**Source entries:**
□ □ □ □

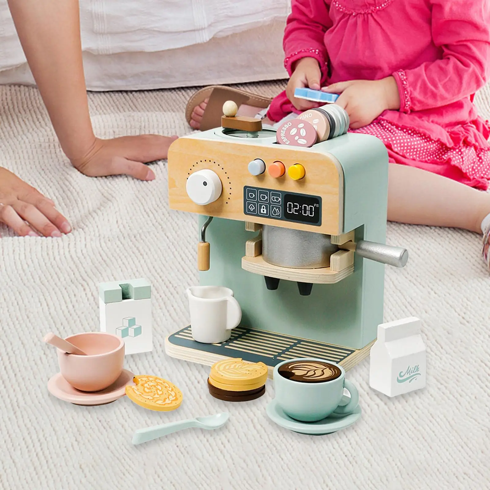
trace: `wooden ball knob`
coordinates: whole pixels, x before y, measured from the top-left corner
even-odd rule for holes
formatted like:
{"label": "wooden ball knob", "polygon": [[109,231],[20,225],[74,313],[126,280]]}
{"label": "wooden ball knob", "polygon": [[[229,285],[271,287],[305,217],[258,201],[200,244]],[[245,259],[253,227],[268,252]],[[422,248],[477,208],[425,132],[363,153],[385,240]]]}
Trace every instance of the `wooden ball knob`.
{"label": "wooden ball knob", "polygon": [[234,117],[238,112],[238,106],[233,100],[227,100],[223,104],[223,114],[227,117]]}

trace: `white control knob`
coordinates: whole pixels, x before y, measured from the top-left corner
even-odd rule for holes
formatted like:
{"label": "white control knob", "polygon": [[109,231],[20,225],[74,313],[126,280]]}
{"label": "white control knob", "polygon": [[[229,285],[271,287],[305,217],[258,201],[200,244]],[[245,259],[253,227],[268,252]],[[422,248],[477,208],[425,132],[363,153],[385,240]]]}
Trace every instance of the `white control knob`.
{"label": "white control knob", "polygon": [[222,189],[220,177],[207,169],[191,174],[186,185],[187,195],[200,206],[214,202],[221,196]]}

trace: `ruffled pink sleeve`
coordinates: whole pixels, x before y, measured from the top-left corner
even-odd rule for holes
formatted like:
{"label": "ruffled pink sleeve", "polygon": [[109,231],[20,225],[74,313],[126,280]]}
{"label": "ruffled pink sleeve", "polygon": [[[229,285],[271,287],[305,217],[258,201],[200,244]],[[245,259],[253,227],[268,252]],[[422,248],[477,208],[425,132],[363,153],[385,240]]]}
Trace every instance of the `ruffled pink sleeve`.
{"label": "ruffled pink sleeve", "polygon": [[440,107],[483,87],[490,64],[490,13],[487,0],[431,0],[434,44],[442,58],[393,74],[400,110]]}
{"label": "ruffled pink sleeve", "polygon": [[307,56],[317,59],[324,71],[328,60],[324,38],[327,29],[332,25],[328,14],[329,1],[292,0],[283,42],[286,55],[284,66],[290,76],[293,64]]}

□ □ □ □

**The task:**
How many lines in the entries above contain the word "every"? Case matters, so give only the number of lines where it appears with matching capitalization.

**Answer for the task:**
3